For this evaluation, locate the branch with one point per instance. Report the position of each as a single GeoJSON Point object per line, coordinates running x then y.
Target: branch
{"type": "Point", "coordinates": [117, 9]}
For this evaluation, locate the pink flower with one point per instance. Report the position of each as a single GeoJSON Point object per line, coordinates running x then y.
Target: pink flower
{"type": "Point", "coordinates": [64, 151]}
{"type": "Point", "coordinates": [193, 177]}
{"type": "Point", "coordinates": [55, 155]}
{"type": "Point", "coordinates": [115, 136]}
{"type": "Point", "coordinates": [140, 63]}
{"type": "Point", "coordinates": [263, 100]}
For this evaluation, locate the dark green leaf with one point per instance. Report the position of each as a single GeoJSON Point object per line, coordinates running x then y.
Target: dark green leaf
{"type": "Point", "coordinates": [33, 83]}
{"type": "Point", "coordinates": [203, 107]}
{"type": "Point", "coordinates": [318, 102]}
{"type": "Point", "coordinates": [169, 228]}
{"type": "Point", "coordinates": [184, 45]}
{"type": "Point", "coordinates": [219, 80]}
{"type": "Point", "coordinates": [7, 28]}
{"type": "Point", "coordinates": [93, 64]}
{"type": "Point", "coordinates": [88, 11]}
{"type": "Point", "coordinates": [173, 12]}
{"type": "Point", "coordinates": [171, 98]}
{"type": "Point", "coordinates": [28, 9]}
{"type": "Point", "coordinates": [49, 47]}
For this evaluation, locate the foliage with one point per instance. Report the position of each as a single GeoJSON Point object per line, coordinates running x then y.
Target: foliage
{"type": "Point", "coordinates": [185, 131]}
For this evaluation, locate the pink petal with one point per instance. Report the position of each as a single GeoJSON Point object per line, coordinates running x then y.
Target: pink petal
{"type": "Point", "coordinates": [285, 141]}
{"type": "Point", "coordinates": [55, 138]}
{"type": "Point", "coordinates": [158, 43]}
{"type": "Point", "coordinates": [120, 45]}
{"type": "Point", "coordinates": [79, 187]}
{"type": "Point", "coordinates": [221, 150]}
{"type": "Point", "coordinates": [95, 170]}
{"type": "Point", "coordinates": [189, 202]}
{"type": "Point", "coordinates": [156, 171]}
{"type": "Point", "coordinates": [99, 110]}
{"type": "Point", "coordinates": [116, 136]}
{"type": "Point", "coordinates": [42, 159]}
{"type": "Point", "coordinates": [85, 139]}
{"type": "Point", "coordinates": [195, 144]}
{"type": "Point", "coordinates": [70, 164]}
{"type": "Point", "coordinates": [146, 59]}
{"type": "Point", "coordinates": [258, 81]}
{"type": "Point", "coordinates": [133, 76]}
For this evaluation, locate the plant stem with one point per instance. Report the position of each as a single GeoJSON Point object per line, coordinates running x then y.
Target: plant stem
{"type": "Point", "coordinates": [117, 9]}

::::

Give the lines again from the one containing "For this evaluation, locate the plant" through the end of the listing, inclusive, changing "plant stem" to "flower stem" and leaving everything else as it is.

For this evaluation, locate the flower stem with one point per instance. Report the position of each as a single GeoJSON Point object per line, coordinates running x then y.
Target: flower stem
{"type": "Point", "coordinates": [117, 9]}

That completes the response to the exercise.